Word for word, give again the line holding "target: boy's face" and each line after it to the end of the listing below.

*** INPUT FOR THIS TASK Section Begins ***

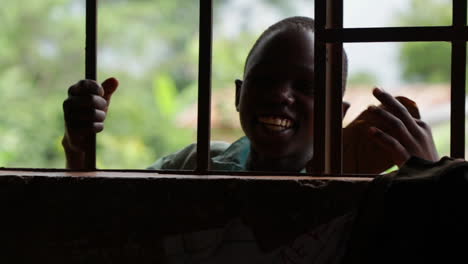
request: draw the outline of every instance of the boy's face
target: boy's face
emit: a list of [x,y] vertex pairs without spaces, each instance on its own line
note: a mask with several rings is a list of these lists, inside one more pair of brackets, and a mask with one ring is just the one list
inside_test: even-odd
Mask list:
[[254,151],[268,158],[311,159],[314,134],[314,34],[269,33],[236,82],[237,110]]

*** INPUT FOR THIS TASK Section Ends ***

PROBLEM SOLUTION>
target: boy's face
emit: a list of [x,y] vertex pairs without spaces, each instance on its own line
note: a mask with several rings is a list of these lists, inside one more pair of brackets, and a mask with one ring is just the one list
inside_test: even-odd
Mask list:
[[254,151],[268,158],[311,159],[314,134],[314,34],[269,33],[236,82],[237,110]]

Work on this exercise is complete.